▶ _Provided information_:
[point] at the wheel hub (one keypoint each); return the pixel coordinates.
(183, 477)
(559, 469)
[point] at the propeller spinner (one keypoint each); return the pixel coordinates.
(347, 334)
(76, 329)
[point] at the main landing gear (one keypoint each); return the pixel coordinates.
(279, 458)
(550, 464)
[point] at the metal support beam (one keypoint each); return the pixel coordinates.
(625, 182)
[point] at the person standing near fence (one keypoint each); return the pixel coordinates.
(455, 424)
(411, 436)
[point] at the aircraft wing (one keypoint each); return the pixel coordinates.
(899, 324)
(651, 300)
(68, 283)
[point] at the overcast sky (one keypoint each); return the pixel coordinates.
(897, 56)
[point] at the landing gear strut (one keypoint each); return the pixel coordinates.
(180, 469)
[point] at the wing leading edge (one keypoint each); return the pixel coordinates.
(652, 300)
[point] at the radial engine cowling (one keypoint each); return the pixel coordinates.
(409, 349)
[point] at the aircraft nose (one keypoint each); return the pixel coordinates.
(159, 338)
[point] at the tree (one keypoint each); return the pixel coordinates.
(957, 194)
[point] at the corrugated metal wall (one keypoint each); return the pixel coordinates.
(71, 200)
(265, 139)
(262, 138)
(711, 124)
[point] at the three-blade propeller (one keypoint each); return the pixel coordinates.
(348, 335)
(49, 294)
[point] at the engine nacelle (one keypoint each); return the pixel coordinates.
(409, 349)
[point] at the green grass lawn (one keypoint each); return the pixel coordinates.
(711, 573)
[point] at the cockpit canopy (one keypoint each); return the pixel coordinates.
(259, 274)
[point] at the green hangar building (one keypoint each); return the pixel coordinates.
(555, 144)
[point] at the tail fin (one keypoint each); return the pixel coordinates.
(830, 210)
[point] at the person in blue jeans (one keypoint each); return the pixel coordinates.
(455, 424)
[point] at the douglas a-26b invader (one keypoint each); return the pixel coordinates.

▶ _Directive_: Render every line of the records above as a JSON list of strings, one string per line, leaving out any blank lines.

▶ _Result for this task_:
[
  "[point] at the wheel hub (one keypoint each); return the pixel coordinates.",
  "(183, 477)",
  "(559, 469)",
  "[point] at the propeller spinner (one keypoint each); return the pixel coordinates.",
  "(347, 334)",
  "(76, 329)",
  "[point] at the main landing gear (one keypoint each); return the pixel coordinates.",
  "(279, 458)",
  "(550, 464)",
  "[point] at the metal support beam (one keypoint each); return the pixel coordinates.",
  "(625, 182)",
  "[point] at the person standing near fence (one keypoint each); return the pixel coordinates.",
  "(455, 424)",
  "(411, 436)",
  "[point] at the aircraft wing (one keypoint each); return the pixel coordinates.",
  "(899, 324)",
  "(651, 300)",
  "(68, 283)",
  "[point] at the overcast sky (one keypoint each); return the pixel coordinates.",
  "(897, 56)",
  "[point] at the landing gear strut (one keypoint each); return the pixel coordinates.",
  "(180, 469)",
  "[point] at the wing leading edge (one keypoint each); return the pixel coordinates.",
  "(652, 300)",
  "[point] at the radial engine cowling (one keypoint each); return the pixel coordinates.",
  "(409, 349)",
  "[point] at the aircraft nose (one keypoint each); return the pixel coordinates.",
  "(159, 338)",
  "[point] at the tree (one keypoint each); return the pixel coordinates.",
  "(957, 194)",
  "[point] at the corrugated metal wall (one keypoint each); return the pixel coordinates.",
  "(71, 200)",
  "(265, 139)",
  "(262, 138)",
  "(711, 124)",
  "[point] at the three-blade propeller (one keypoint each); return the pixel coordinates.",
  "(348, 335)",
  "(49, 294)",
  "[point] at the engine nacelle (one keypoint each); return the pixel coordinates.",
  "(409, 349)",
  "[point] at the green grass lawn (one keypoint each); return the pixel coordinates.",
  "(711, 573)",
  "[point] at the cockpit canopy (one keypoint each); return the pixel coordinates.",
  "(259, 274)",
  "[point] at the green hangar building (one keypoint each); return the pixel coordinates.",
  "(555, 144)",
  "[point] at the tail fin (one keypoint each); return the pixel coordinates.",
  "(830, 210)",
  "[point] at the person in blue jeans (one keypoint each); return the pixel coordinates.",
  "(455, 424)",
  "[point] at the douglas a-26b invader (one keypoint each); return the pixel coordinates."
]